(Entries taken from a collection)

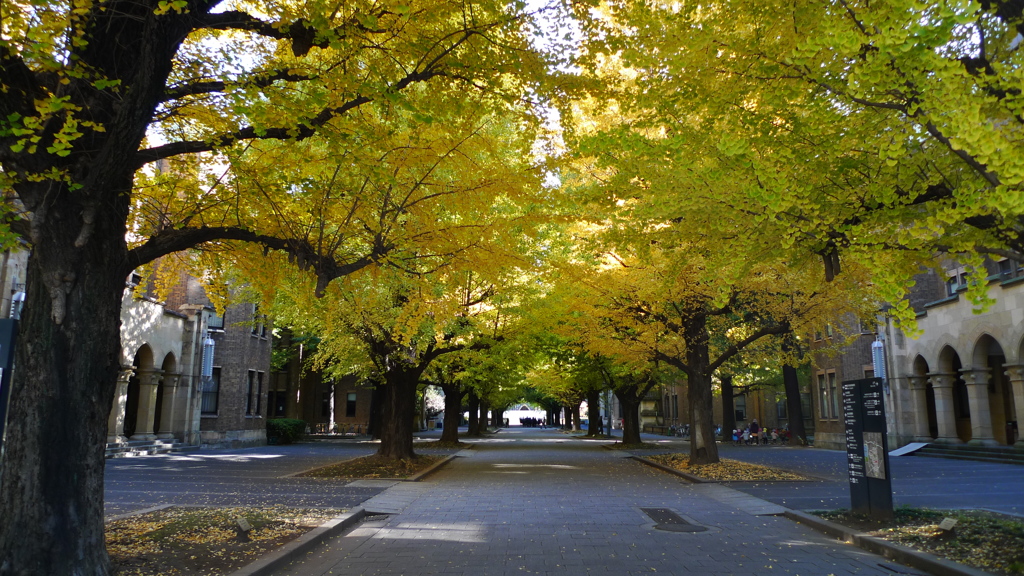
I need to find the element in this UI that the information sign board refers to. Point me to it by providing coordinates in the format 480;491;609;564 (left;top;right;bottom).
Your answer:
843;377;893;520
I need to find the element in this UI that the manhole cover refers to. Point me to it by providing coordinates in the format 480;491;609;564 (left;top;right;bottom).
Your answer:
640;508;708;533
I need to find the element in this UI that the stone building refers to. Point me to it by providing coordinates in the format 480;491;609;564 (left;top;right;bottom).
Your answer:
882;262;1024;447
810;259;1024;450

*What this task involves:*
Print every line above once more, exactly. Omit the pictures.

*Solution:*
I need to find the element in this UI that the information sign board refers to. Point me to it by providing coordinates in the format 480;491;609;564 (left;top;right;bottom).
Your answer:
843;377;893;520
I need to find the element in this UI that the manhole cover refers to. Point me to it by providing coordinates in the format 480;491;609;564 (left;top;right;bottom).
Your answer:
640;508;708;533
I need to find the element in this UI that the stone building refers to. Point me to it by providing coordinates in the format 480;491;609;564 (left;top;right;bottom).
Your answer:
882;262;1024;447
810;259;1024;450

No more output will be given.